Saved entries

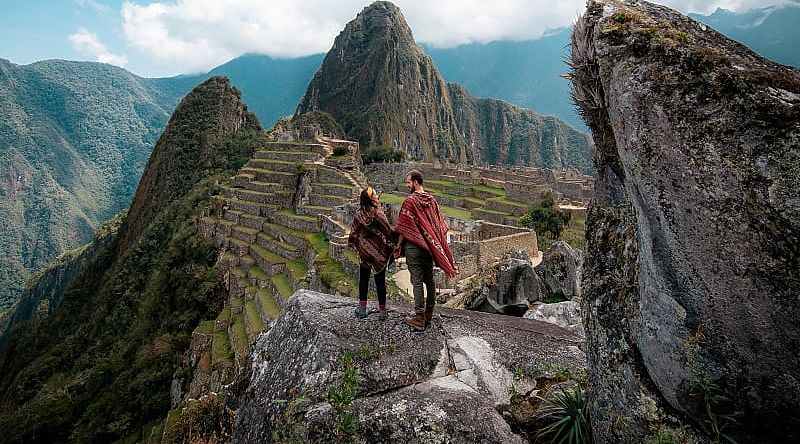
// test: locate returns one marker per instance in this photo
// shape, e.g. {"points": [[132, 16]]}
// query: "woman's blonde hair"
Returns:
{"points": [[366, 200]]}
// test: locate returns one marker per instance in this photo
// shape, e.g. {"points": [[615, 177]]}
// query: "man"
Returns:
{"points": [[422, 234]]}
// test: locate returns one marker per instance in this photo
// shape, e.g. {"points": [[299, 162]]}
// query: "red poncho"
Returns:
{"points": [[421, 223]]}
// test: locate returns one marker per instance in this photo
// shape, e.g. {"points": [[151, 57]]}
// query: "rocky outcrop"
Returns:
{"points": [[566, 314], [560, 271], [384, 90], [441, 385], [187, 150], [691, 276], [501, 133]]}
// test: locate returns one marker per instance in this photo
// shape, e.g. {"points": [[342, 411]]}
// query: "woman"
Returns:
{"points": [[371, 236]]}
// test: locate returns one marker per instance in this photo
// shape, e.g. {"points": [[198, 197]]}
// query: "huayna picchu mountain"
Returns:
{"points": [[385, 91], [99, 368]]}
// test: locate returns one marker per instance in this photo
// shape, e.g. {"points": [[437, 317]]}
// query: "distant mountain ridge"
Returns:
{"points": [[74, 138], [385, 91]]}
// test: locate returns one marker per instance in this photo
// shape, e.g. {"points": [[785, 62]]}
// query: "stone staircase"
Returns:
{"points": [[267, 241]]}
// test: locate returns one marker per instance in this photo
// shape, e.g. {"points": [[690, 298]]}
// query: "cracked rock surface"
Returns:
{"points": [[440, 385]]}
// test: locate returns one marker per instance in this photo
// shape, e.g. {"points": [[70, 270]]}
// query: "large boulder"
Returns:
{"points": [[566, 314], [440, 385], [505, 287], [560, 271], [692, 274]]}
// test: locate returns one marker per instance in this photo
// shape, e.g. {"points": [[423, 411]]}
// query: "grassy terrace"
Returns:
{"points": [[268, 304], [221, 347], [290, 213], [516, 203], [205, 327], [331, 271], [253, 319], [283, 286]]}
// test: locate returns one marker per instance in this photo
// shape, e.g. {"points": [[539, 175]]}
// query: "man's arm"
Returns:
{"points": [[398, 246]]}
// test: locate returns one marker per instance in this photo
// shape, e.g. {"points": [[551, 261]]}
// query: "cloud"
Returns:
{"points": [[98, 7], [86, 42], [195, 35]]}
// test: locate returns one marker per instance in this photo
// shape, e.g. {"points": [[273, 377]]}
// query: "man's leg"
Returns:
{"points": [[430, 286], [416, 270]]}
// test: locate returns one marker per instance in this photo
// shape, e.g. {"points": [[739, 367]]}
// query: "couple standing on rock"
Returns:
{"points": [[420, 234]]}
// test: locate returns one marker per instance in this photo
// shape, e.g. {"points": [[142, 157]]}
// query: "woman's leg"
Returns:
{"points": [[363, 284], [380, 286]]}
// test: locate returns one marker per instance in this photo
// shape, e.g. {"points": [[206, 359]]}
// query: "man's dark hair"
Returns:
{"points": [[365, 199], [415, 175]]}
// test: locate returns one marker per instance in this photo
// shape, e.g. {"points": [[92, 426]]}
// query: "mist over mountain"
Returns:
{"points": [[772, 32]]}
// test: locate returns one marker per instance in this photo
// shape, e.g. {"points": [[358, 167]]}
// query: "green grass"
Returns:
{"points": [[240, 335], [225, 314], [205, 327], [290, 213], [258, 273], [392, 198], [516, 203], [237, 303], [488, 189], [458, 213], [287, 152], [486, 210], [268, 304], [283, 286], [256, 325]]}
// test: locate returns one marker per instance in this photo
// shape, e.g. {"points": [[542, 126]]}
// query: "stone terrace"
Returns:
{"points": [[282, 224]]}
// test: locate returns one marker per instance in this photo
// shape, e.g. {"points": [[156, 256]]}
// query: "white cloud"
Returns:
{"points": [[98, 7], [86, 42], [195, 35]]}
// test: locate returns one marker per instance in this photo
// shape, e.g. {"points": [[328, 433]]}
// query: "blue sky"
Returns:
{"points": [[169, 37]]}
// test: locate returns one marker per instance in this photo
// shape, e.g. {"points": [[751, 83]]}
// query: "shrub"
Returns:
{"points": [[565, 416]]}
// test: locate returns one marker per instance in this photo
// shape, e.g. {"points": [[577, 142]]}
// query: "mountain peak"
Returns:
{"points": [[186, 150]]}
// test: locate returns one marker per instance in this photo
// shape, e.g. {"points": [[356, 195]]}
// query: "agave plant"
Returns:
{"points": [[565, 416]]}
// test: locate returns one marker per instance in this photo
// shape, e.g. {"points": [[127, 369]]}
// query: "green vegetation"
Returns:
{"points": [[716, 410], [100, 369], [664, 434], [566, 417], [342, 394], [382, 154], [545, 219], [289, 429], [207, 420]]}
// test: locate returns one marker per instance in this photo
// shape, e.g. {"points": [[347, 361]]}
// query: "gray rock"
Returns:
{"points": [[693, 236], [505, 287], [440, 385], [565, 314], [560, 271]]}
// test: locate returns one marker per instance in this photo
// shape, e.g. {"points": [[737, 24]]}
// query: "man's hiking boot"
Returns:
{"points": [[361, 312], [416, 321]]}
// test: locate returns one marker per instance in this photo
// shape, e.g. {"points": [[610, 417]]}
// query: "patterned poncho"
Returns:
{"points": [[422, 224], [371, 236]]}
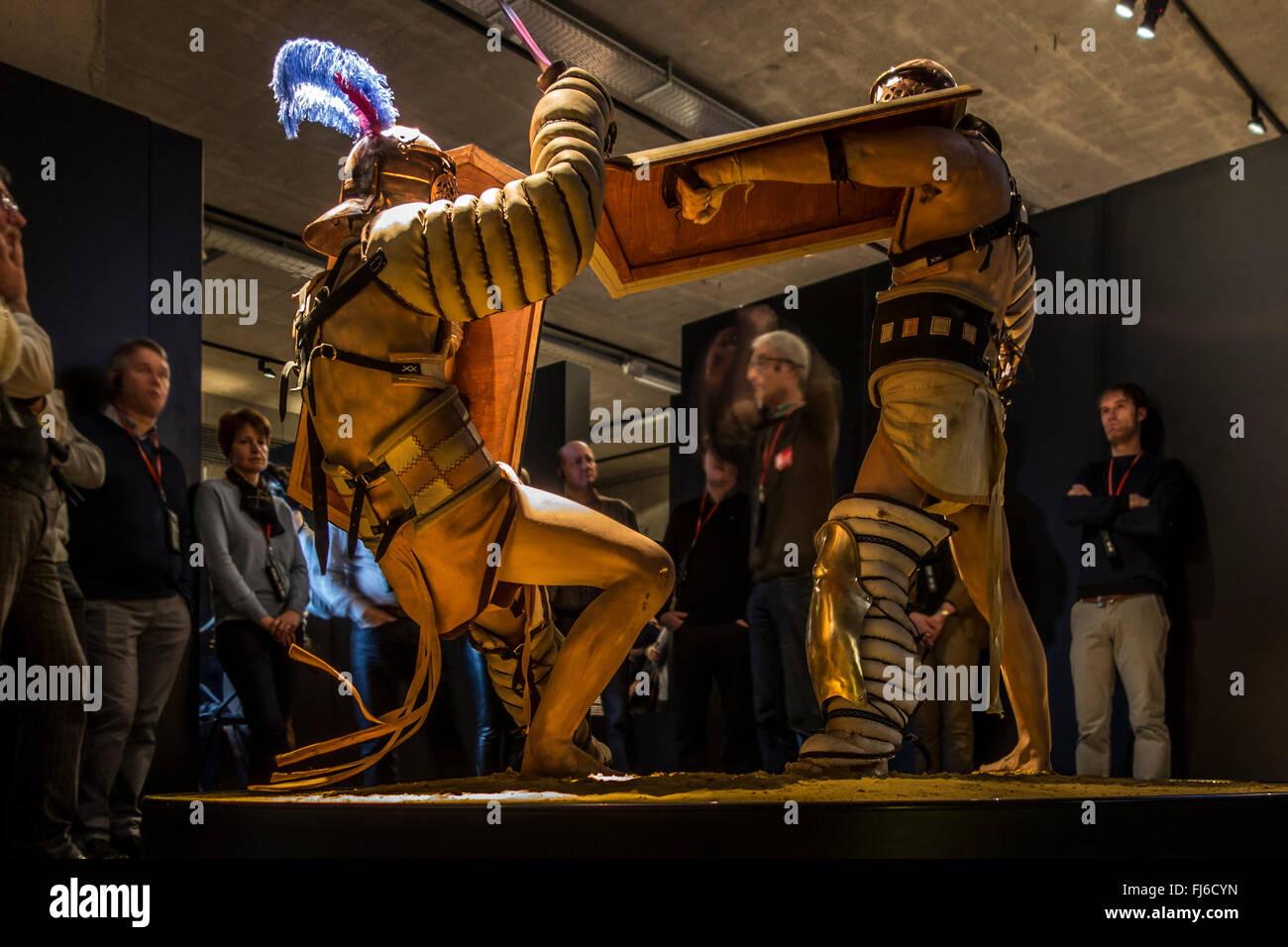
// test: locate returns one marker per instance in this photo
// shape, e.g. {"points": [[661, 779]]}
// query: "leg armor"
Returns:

What you need to do:
Without including any pictures, reproduce the listing exactly.

Output below:
// test: locate returns one marker per instance in this photo
// shape, e.g. {"points": [[132, 16]]}
// query: "woman's blonde hair"
Returns:
{"points": [[366, 200]]}
// test: locate returns one marker per instance in this photo
// shape, e.g. {"points": [[615, 177]]}
// query: "man"
Returns:
{"points": [[422, 234]]}
// test: locate returns one marker per instance in this photo
// shape, e.g. {"points": [[299, 162]]}
// query: "red poncho"
Returns:
{"points": [[421, 223]]}
// test: locate returns one marker per instance in this photo
// shape, e.g. {"points": [[151, 57]]}
// query: "rocky outcrop"
Returns:
{"points": [[566, 314], [560, 271], [384, 90], [441, 385], [187, 150], [691, 276], [501, 133]]}
// test: locate returns one marker per instance in this photo
// shape, e.g. {"points": [[342, 411]]}
// query: "woman"
Returns:
{"points": [[371, 236]]}
// test: locate returns one marker per instance in this photo
// shape, e.g. {"points": [[198, 197]]}
// query: "huayna picchu mountain"
Returns:
{"points": [[385, 91], [99, 368]]}
// test: locate returns one marker per instance in this photo
// shape, e.g. {"points": [[437, 317]]}
// query: "distant mountain ridge"
Returns:
{"points": [[74, 138], [385, 91]]}
// test: locate returns one marker per instance in this photo
// shape, e.g. {"points": [[785, 62]]}
// query: "stone staircase"
Returns:
{"points": [[267, 241]]}
// test: locate returns one marker per instance in this photo
// shape, e.g. {"points": [[690, 298]]}
// query: "cracked rock surface"
Returns:
{"points": [[440, 385]]}
// test: locate returns one marker per instance in this photo
// shape, e.g. {"points": [[70, 270]]}
// query: "large boulder"
Returns:
{"points": [[566, 314], [440, 385], [505, 287], [560, 271], [692, 274]]}
// test: locate returns one marker per instance in this photo
// shape, e.g. {"points": [[423, 411]]}
// query: "grassy terrace"
Returns:
{"points": [[268, 304], [221, 347], [290, 213], [516, 203], [205, 327], [331, 271], [253, 319], [283, 286]]}
// test: locate returns one marker per instance in this photo
// shape, e.g. {"points": [[539, 175]]}
// query: "man's arm"
Returns:
{"points": [[398, 246]]}
// test: locate returns one marker per instance in this photo
// shape, e.g. {"points": [[551, 261]]}
// query: "cloud"
Returns:
{"points": [[98, 7], [86, 42], [195, 35]]}
// test: locate returns one marker per instance in this photo
// shape, e.g. {"points": [[273, 377]]}
// query: "man's leg"
Returns:
{"points": [[430, 286], [416, 270]]}
// test: locate returns one marker per instance in this photo
// shape, e.g. {"points": [[739, 367]]}
// query: "couple standing on rock"
Returns:
{"points": [[420, 234]]}
// test: locate returns one marker per instance in this photo
// shape, e.g. {"points": [[142, 157]]}
// query: "woman's leg"
Returns:
{"points": [[363, 284], [380, 286]]}
// test: locate returns one marker per instance in this photo
// shape, e.g. {"points": [[206, 359]]}
// query: "man's dark hair"
Returns:
{"points": [[365, 199], [415, 175]]}
// test: locate returns one marker per instance in this photo
// shape, e.g. {"points": [[92, 426]]}
// query: "mist over mountain"
Returns:
{"points": [[772, 32]]}
// test: locate returns one marker per instance in this photo
// shape, e.g. {"points": [[358, 167]]}
// query: "green grass"
Returns:
{"points": [[240, 335], [225, 314], [205, 327], [290, 213], [258, 273], [392, 198], [516, 203], [237, 303], [488, 189], [458, 213], [287, 152], [486, 210], [268, 304], [283, 286], [256, 325]]}
// test: locate returns one marker per instance in this photo
// shape, e.g. {"points": [[542, 126]]}
// query: "stone terrace"
Returns:
{"points": [[282, 224]]}
// test: locate returns one marker per instance in this photo
// shape, e.g. {"points": [[156, 256]]}
// query: "white cloud"
Returns:
{"points": [[98, 7], [86, 42], [195, 35]]}
// test: locate returns one marker per instance in this photo
// shape, e.g. {"points": [[328, 433]]}
// query: "blue sky"
Returns:
{"points": [[169, 37]]}
// test: locate returns one marker per instance in this photo
// shape, e.g. {"points": [[751, 83]]}
// query: "shrub"
Returns:
{"points": [[565, 416]]}
// test: locate returns one marker per instance in this photo
// shape, e.g. {"points": [[577, 142]]}
// query: "mountain peak"
Returns:
{"points": [[186, 150]]}
// test: locate returns one marker per instance in this photo
// shape, e.g. {"points": [[356, 195]]}
// query: "agave plant"
Returns:
{"points": [[565, 416]]}
// test: locate returns one marker per instance in this photo
// shape, e.g. {"points": [[127, 369]]}
// query: "green vegetation"
Returns:
{"points": [[716, 410], [100, 369], [664, 434], [566, 417], [342, 394], [382, 154], [545, 219], [289, 429], [207, 420]]}
// test: locate returns one marker per instance in this photo
// shape, e.g. {"points": [[347, 361]]}
// query: "gray rock"
Returns:
{"points": [[693, 236], [505, 287], [440, 385], [565, 314], [560, 271]]}
// test: locate returns one marker per instance in this photo
// shape, e.g. {"points": [[737, 24]]}
// query: "man's hiking boot"
Returns:
{"points": [[361, 312], [416, 321]]}
// test: locate returns one marker per instance in this photo
// shape, e.g. {"points": [[610, 417]]}
// query: "patterned poncho"
Returns:
{"points": [[422, 224], [371, 236]]}
// test: locate returns one marker per instance in this photo
// shape, e.g. {"points": [[661, 779]]}
// query: "leg armor"
Returns:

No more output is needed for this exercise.